WORK REQUEST: Copy the records below exactly. Include all of them.

----

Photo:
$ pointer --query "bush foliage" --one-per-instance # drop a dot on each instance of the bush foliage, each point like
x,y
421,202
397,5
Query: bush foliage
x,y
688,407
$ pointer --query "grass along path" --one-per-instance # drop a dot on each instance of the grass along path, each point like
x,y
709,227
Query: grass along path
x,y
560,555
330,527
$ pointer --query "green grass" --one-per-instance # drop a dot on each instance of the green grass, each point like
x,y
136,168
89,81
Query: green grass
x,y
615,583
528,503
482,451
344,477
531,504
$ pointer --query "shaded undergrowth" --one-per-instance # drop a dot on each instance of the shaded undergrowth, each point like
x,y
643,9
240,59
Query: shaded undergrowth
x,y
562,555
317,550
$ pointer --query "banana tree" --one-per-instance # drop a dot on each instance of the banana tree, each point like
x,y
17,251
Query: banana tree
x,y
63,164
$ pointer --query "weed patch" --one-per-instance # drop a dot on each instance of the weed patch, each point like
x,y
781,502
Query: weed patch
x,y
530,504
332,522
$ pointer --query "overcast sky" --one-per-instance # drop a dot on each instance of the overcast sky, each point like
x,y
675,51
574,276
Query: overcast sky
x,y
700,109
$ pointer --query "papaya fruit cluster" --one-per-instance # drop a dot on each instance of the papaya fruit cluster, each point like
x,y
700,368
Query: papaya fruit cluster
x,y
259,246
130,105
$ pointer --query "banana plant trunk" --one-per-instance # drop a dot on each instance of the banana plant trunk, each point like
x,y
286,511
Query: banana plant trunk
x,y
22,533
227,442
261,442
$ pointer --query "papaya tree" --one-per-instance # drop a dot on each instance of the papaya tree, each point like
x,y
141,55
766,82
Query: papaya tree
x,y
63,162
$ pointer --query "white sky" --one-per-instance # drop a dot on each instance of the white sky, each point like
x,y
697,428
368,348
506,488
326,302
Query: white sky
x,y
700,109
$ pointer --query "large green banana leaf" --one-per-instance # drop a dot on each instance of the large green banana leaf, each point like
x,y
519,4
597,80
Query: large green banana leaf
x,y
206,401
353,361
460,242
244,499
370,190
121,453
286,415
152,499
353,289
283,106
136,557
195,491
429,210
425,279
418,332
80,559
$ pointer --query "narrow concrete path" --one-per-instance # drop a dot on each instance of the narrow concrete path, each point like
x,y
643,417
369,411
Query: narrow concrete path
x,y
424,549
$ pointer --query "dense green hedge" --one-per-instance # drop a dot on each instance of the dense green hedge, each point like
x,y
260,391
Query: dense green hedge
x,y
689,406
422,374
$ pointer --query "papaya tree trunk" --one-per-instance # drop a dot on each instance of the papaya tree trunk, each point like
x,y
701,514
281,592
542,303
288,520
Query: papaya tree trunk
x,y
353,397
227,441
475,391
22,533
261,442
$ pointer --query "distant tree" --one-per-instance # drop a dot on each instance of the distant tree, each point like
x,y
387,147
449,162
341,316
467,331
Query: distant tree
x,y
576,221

----

ANSWER SECTION:
Photo:
$ pointer --query "bush foliage" --one-per-instance # drop a dot on each instance of the bush foliage, each point like
x,y
421,202
397,5
Query: bush foliage
x,y
688,407
$ pointer --query "grass along path" --one-per-instance # drop a dot on each instance of the grass along path, each point like
x,y
709,227
Query: grass along path
x,y
560,555
330,527
$ pointer --query "green grass" --one-per-instance # drop a dot on each instance of the green grass, each point like
x,y
136,168
89,81
Query: green grass
x,y
615,583
528,503
482,451
344,477
531,504
$ pointer --query "shaded undergrowth" --one-per-instance # drop a dot on each instance of the shaded undergrowth, each point like
x,y
643,9
240,59
Query: shaded undergrowth
x,y
562,555
317,550
$ pointer --query "banana tree" --one-per-instance # drop a dot on each instance of the banana tree, each point like
x,y
17,251
Query: banana tree
x,y
63,164
$ pointer --query "weed patch" --one-per-instance # drop a dot on each instance of the weed patch, each point like
x,y
781,502
Query: weed patch
x,y
530,504
332,522
$ pointer --query "overcast sky" --one-per-instance # drop a dot on each instance of the overcast sky, each point like
x,y
675,51
574,276
Query: overcast sky
x,y
700,109
$ pointer --query "papaya fruit cluster" --one-per-instance # drop a dot on each instance of the papaya fruit cluster, each point like
x,y
700,368
Query: papaya fruit cluster
x,y
259,246
130,105
$ pointer --query "banana plant trunk" --one-per-instance # drop a dot on each instance of the banana plant trunk, each point like
x,y
286,511
Query: banana plant trunk
x,y
22,533
227,442
261,442
$ pointer --query "papaya tree" --one-per-instance # drop a dot on each instance of the papaya tree, each point like
x,y
141,55
766,82
Query: papaya tree
x,y
63,162
$ pointer --query "white sky" --one-per-instance # drop a dot on each instance of the white sky, each point like
x,y
697,428
368,348
506,488
326,302
Query: white sky
x,y
700,109
$ pointer --query "large green banana leaf" --one-per-instance # drop a dot on each instance of the large green banana leaf, each point like
x,y
519,4
597,80
Query: large green banana leaf
x,y
206,401
353,361
460,242
244,499
370,190
121,453
286,415
152,499
353,289
283,106
136,557
195,491
429,210
425,279
418,332
80,559
$ pointer --query "narrow concrete path" --one-per-instance # drop a dot on each instance of the narrow concrete path, each point like
x,y
643,417
369,411
Query: narrow concrete path
x,y
424,549
$ pointer --query "dense green hedge" --one-per-instance # drop a dot on each instance of the dense green hedge, each point like
x,y
260,391
Query: dense green hedge
x,y
689,406
422,374
$ pointer --query "papaya tree trunk" --one-per-instance # drop a dot on each instance of the papaya tree trunk, each point like
x,y
701,514
281,592
542,303
288,520
Query: papaya tree trunk
x,y
353,397
227,441
475,391
22,533
261,442
$ pointer --query "distant tree" --one-per-instance # drop a dot on each instance of the distant tree, each point like
x,y
387,147
449,162
341,316
467,331
Query: distant tree
x,y
576,221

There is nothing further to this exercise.